| EXTRACT TO READ |
>>>

Stacking Liaison and Sorting is going to complicate things, so I'll describe how I'd
do just the liaison/budget piece of it.

I'd have actual liaison values in column B and budget in column C. Column D would
use formulas that insert the minimum of B and C. Column E would contain formulas
that show the minimum of 0 (zero) or C minus B (and therefore it fills from the
actual liaison amount up to the budget, and is a negative variance). Column F has
the minimum of 0 or B minus C (so it shows how much the actual liaison exceeded the
budget). I'd make a stacked column chart with column D in blue, column E in green
(i.e., unspent budget), and column F in red (overspent). I'd leave off the line
series for budget.

The sorting values complicate things. If your liaison actuals were = the budget,
you could simply stack it on top, and there's no misunderstanding. If your liaison
actuals are < budget, do you decrease the sorting values by the amount not spent, so
the total is accurate? How does the reader know that sorting includes this reduced
amount plus the unspent amount?

You can address this by using two charts, one showing just the liaison/budget, as I
described above, then the other showing just the liaison/sorting values.

- Jon
-------
Jon Peltier, Microsoft Excel MVP
Peltier Technical Services
Tutorials and Custom Solutions
http://PeltierTech.com/
_______

wrote:

Preferably, I would like to see the difference displayed
at the top of the bottom half of the stack bar. So
with "Sorting Costs" the top bar and the "Liaison Costs"
as the bottom bar, I would like to see the difference at
the top (or thereabouts) of the "Liaison Costs" bar,
which will be the bottom half of the stack bar.

<<<

| SHORT EXERCISE |
Copy the section of the Excel chart discussion that begins with "Preferably, I would" and ends with "be the bottom half of the stack bar.", changing every "stack bar" to "stacked column".

| INFORMATION PROVIDED |
>>>

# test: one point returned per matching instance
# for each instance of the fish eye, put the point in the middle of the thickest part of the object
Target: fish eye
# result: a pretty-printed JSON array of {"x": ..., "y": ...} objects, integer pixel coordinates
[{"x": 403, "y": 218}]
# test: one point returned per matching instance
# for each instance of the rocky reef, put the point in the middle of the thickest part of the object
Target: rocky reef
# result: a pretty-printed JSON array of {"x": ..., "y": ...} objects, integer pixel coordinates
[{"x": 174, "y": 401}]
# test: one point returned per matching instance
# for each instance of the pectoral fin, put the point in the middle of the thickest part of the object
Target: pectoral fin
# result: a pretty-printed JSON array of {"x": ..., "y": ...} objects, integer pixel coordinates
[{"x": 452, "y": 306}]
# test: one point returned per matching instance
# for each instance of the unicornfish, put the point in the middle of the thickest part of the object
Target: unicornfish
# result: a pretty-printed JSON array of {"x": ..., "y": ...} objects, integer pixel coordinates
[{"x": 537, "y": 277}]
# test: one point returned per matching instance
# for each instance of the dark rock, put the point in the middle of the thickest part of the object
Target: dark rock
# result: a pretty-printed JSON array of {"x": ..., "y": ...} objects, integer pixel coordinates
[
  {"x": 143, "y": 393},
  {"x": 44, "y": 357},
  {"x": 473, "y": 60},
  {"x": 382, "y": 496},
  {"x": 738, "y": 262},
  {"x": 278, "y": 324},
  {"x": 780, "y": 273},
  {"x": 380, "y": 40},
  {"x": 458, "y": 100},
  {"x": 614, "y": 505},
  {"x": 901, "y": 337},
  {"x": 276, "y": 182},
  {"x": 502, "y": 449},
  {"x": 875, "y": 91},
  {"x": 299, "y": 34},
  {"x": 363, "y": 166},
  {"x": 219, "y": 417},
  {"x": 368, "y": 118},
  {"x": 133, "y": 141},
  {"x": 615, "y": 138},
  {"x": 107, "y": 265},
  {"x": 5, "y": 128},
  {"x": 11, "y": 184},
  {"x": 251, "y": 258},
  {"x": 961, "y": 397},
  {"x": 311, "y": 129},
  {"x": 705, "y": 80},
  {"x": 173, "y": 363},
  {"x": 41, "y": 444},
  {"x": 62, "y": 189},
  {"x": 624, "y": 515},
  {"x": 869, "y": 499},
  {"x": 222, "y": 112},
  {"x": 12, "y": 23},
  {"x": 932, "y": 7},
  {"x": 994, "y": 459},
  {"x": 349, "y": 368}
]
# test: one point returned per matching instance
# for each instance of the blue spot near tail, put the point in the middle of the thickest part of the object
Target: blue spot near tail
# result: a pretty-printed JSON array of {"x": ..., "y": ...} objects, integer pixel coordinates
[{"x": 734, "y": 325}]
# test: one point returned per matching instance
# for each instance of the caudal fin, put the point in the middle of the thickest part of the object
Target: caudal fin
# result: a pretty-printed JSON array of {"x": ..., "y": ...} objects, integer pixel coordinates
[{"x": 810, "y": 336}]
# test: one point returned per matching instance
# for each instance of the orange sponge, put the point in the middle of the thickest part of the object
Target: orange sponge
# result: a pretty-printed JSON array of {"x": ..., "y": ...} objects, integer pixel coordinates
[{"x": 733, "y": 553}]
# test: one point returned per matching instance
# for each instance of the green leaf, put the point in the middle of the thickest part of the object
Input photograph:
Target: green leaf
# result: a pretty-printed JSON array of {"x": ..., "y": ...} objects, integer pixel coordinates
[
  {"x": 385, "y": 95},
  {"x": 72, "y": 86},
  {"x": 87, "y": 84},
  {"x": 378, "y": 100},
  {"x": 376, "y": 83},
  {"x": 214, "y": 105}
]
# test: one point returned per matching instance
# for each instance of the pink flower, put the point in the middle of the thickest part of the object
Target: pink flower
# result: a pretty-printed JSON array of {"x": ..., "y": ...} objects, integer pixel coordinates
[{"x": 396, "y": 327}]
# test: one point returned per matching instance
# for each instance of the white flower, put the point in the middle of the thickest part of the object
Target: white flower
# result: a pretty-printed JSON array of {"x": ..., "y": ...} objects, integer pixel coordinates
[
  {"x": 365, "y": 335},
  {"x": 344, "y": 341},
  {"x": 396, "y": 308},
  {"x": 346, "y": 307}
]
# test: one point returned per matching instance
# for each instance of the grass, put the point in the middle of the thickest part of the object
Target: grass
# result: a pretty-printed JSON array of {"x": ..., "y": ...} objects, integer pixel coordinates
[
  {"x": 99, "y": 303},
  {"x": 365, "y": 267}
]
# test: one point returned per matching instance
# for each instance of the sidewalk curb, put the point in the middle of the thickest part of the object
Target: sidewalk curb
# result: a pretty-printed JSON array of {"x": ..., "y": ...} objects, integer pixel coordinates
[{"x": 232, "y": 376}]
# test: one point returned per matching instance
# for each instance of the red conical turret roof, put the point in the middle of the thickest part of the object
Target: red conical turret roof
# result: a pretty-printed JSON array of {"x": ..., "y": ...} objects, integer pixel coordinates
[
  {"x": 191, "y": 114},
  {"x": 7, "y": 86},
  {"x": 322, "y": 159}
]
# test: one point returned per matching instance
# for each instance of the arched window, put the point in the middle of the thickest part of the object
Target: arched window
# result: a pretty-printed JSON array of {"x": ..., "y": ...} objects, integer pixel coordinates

<<<

| WRITTEN RESPONSE |
Preferably, I would like to see the difference displayed
at the top of the bottom half of the stacked column. So
with "Sorting Costs" the top bar and the "Liaison Costs"
as the bottom bar, I would like to see the difference at
the top (or thereabouts) of the "Liaison Costs" bar,
which will be the bottom half of the stacked column.